**WHAT IS BEING ASKED**
Rescale the stretch from the line containing "Would you mind marking the fresh" through the end of the records, reproducing every line, requests included, with each answer coordinate multiplied by 0.45 and rounded to the nearest whole number, halves rounded up. Give only those lines.
------------------------------------
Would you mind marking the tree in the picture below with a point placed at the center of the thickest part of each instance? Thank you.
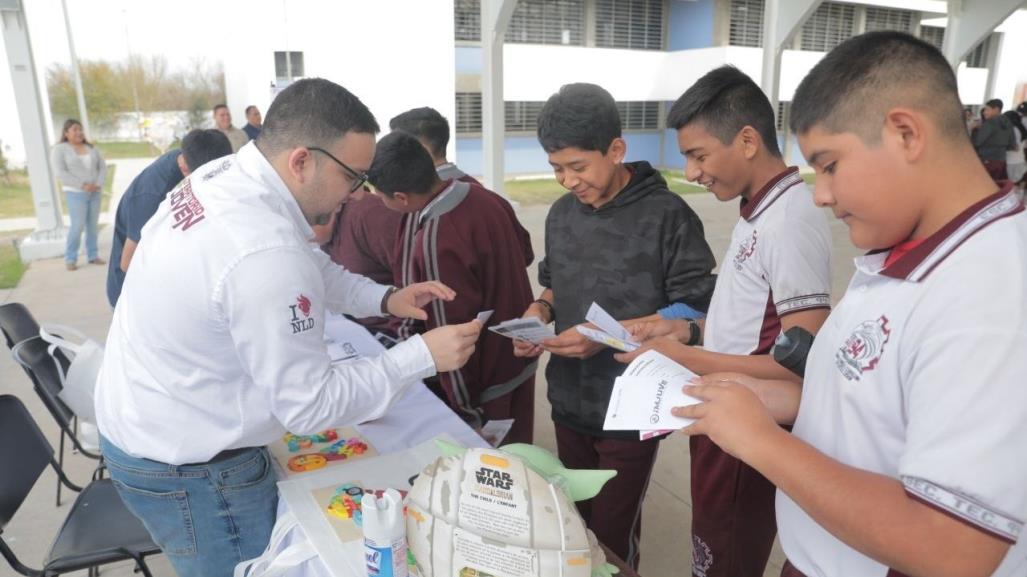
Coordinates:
(109, 88)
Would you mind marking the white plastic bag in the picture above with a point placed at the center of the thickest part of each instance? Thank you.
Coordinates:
(86, 356)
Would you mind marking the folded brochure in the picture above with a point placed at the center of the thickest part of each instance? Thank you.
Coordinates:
(643, 396)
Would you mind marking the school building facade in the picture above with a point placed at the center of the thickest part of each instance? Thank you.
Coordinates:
(398, 54)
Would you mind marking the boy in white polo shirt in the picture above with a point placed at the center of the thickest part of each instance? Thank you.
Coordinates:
(908, 453)
(776, 274)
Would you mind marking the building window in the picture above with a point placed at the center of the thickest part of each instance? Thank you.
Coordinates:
(890, 18)
(282, 72)
(829, 26)
(639, 115)
(784, 111)
(467, 20)
(468, 112)
(630, 24)
(934, 35)
(747, 23)
(980, 56)
(547, 22)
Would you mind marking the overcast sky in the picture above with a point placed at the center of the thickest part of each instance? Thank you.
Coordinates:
(181, 30)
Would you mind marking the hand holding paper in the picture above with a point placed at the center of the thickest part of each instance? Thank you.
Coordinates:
(643, 397)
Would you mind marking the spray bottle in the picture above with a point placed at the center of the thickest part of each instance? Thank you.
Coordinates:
(384, 534)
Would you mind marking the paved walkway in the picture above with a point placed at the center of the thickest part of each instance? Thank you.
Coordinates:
(78, 299)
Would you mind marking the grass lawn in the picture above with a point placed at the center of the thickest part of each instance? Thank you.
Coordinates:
(127, 150)
(11, 267)
(15, 198)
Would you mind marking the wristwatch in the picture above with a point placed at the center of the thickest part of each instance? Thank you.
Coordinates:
(391, 291)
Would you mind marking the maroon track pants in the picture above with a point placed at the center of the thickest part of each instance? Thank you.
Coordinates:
(615, 514)
(733, 523)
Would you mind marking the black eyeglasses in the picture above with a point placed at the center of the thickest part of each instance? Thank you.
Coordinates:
(358, 178)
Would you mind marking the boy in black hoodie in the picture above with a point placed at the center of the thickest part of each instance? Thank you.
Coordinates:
(622, 239)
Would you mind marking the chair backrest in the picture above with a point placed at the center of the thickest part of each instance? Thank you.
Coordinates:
(33, 356)
(25, 453)
(16, 323)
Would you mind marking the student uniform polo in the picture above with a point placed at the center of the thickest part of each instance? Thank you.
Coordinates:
(920, 374)
(217, 341)
(778, 263)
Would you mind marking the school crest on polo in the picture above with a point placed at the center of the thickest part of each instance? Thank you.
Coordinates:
(746, 249)
(864, 348)
(701, 556)
(301, 307)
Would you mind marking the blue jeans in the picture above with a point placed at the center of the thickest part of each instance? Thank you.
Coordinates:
(206, 517)
(83, 208)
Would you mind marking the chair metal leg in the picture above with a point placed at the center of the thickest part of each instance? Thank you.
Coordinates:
(61, 463)
(142, 567)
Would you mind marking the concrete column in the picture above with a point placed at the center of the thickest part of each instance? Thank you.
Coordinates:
(495, 17)
(48, 238)
(970, 22)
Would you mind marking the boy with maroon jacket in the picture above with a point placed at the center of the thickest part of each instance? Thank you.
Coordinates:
(469, 238)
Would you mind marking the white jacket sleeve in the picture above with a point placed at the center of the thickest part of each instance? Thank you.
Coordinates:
(273, 304)
(348, 293)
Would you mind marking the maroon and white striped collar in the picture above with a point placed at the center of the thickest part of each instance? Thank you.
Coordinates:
(753, 207)
(919, 261)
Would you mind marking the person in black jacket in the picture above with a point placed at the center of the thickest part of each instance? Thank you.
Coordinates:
(620, 238)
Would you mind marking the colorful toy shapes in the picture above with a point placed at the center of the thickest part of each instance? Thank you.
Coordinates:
(298, 443)
(339, 451)
(345, 502)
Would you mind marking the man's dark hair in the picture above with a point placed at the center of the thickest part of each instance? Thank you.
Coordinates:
(200, 147)
(724, 102)
(581, 116)
(313, 112)
(427, 124)
(852, 88)
(402, 164)
(1018, 122)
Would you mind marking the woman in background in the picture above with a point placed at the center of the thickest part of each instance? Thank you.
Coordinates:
(82, 172)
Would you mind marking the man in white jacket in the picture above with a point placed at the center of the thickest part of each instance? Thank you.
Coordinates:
(217, 344)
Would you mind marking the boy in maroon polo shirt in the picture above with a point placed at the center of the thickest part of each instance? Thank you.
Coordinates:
(776, 274)
(469, 238)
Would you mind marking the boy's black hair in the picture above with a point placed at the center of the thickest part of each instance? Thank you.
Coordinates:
(200, 147)
(852, 88)
(402, 164)
(581, 116)
(313, 112)
(427, 124)
(725, 101)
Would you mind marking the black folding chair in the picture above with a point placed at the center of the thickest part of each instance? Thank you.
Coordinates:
(22, 333)
(99, 530)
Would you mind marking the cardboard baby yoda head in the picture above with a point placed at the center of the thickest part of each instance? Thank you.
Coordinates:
(490, 511)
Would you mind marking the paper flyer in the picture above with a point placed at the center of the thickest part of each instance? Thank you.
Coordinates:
(643, 396)
(302, 454)
(608, 331)
(606, 339)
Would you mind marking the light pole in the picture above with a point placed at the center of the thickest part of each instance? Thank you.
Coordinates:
(82, 113)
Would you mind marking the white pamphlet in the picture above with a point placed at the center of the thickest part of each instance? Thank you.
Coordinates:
(643, 397)
(608, 324)
(606, 339)
(529, 329)
(496, 430)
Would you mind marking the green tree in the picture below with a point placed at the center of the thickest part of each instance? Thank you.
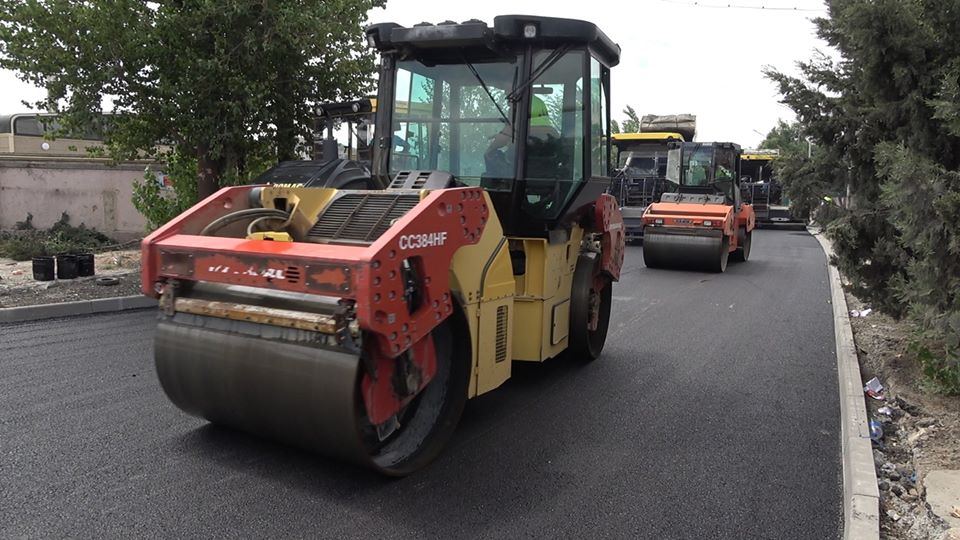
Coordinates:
(886, 118)
(631, 124)
(222, 82)
(798, 168)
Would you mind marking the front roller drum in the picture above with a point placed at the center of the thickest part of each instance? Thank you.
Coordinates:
(692, 249)
(285, 385)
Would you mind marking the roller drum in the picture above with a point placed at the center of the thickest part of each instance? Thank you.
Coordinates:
(695, 249)
(290, 385)
(290, 390)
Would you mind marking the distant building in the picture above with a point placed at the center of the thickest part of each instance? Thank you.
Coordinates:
(45, 177)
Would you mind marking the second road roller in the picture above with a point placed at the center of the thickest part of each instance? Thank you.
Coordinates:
(357, 323)
(702, 222)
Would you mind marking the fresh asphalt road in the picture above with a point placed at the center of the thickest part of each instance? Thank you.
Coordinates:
(713, 413)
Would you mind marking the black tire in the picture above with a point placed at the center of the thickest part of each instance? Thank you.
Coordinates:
(435, 413)
(649, 259)
(744, 241)
(720, 264)
(585, 344)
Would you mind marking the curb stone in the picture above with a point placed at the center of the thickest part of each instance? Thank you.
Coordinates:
(80, 307)
(861, 496)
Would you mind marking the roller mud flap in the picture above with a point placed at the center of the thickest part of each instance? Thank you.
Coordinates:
(685, 248)
(273, 382)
------------------------------------
**WRITTEN RESPONSE**
Would you mind marking the fresh asphalt road in the picture above with a point placed at the center of the thickest part of each instance? Thank you.
Coordinates:
(321, 186)
Would you mind marking the black tire in the picture above with a point placed at the center of the thickest part of each instance? Thank you.
Coordinates:
(196, 186)
(292, 117)
(335, 108)
(324, 119)
(263, 155)
Would you mind marking the curb stone in the picture above with a point placed at the center of the thickest part of each instance? Thank you.
Coordinates:
(36, 138)
(387, 223)
Would you mind marking the roller mud flap in the picture above with a point placed at the center of the thickest part of each instance? Thank you.
Coordinates:
(308, 112)
(123, 172)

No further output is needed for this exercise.